Set exercise:
Please rewrite the items from the line with "of the patterned" through the end of the items, substituting "field count" for "camera-trap tally" and keeping everything else the same.

Data shown:
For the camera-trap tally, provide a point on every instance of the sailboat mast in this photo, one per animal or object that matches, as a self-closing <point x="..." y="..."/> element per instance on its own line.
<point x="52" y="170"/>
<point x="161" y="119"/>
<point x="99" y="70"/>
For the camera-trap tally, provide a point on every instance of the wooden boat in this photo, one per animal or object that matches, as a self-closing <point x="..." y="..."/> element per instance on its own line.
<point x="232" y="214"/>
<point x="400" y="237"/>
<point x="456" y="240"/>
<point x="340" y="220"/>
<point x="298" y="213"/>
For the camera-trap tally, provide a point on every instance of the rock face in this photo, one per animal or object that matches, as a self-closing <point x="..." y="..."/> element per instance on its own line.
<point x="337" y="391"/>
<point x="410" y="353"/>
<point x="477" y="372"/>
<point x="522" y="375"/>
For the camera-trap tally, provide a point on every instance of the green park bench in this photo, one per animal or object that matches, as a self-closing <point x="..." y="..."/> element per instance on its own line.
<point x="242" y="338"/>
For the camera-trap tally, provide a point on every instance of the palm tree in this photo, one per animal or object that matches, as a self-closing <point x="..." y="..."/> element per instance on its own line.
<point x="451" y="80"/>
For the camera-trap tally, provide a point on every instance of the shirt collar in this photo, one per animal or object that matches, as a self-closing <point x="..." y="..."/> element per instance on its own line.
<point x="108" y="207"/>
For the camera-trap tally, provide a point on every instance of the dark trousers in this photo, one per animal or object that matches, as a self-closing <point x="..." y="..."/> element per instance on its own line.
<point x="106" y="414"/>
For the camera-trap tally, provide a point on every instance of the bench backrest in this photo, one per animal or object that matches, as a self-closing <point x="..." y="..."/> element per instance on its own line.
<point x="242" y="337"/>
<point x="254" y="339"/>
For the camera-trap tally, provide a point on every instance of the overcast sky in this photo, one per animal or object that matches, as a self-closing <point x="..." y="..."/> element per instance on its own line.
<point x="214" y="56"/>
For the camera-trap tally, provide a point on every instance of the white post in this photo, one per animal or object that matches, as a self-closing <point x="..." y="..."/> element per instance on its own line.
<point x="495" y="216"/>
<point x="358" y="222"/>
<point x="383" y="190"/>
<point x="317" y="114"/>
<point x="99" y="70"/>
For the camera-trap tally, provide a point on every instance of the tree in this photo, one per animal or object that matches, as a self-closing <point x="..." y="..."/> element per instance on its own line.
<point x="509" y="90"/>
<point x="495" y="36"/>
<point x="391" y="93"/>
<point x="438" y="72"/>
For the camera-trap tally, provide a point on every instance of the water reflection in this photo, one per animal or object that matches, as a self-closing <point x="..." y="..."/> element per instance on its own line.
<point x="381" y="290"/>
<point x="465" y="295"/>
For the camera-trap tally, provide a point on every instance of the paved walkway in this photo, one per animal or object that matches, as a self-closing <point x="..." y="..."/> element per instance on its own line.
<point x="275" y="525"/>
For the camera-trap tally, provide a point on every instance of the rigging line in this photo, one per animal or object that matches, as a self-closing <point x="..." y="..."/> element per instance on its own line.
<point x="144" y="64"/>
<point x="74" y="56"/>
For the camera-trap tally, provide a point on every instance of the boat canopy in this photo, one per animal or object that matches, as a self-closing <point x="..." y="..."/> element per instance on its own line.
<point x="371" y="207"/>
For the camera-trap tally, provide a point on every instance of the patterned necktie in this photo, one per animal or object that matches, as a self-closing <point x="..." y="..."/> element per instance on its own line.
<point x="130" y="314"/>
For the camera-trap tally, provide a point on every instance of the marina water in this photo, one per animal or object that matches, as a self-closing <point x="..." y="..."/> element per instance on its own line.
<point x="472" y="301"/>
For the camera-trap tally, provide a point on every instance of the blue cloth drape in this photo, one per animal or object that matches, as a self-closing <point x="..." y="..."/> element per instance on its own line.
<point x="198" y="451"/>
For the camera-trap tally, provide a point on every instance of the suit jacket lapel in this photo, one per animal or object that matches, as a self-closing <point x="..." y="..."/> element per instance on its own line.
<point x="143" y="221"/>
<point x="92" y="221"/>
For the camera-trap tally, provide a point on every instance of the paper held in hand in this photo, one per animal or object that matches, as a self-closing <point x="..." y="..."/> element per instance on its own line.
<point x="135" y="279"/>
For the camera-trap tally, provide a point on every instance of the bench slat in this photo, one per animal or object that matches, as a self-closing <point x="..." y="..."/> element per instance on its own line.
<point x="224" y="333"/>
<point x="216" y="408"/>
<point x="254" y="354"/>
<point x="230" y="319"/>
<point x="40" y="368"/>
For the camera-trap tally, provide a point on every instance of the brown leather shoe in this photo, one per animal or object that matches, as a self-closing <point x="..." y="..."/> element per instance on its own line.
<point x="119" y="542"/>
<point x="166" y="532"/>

Task solution:
For the field count, provide a point on every instance of the patterned necktie in this photo, one per animal or object that matches, as a self-closing <point x="..." y="..."/> element per instance on its own line.
<point x="130" y="314"/>
For the field count, provide a point on every instance of the marina water in this photo, one per animal or object that matches, as a self-closing <point x="..." y="..."/> element per instance on its own line.
<point x="472" y="301"/>
For the field count, provide a point on every instance of the blue cloth drape in this photo, one per animal or object that matches, as a self-closing <point x="..." y="..."/> element per instance on its own line.
<point x="198" y="451"/>
For the field count, provide a point on every instance of the suit jacket lapel in this photo, one per animal or object that matches, as a self-closing <point x="..." y="..."/> element per instance on its own line.
<point x="143" y="221"/>
<point x="92" y="221"/>
For the field count, provide a point on every instance of the paper held in hand in this photo, one per animal or object that matches, as a self-closing <point x="..." y="..."/> element per instance on its own line.
<point x="135" y="279"/>
For the field count, provide a point on every instance of the bench slat in this photo, one per animal or object that matches, as a self-closing <point x="..." y="..."/> element per instance on its own line.
<point x="224" y="333"/>
<point x="216" y="408"/>
<point x="254" y="354"/>
<point x="230" y="319"/>
<point x="40" y="368"/>
For the field count, provide a point on every instance of the brown leather shoe in this photo, one per animal or object that matches, as a self-closing <point x="..." y="..."/> element per instance on its own line.
<point x="119" y="542"/>
<point x="166" y="532"/>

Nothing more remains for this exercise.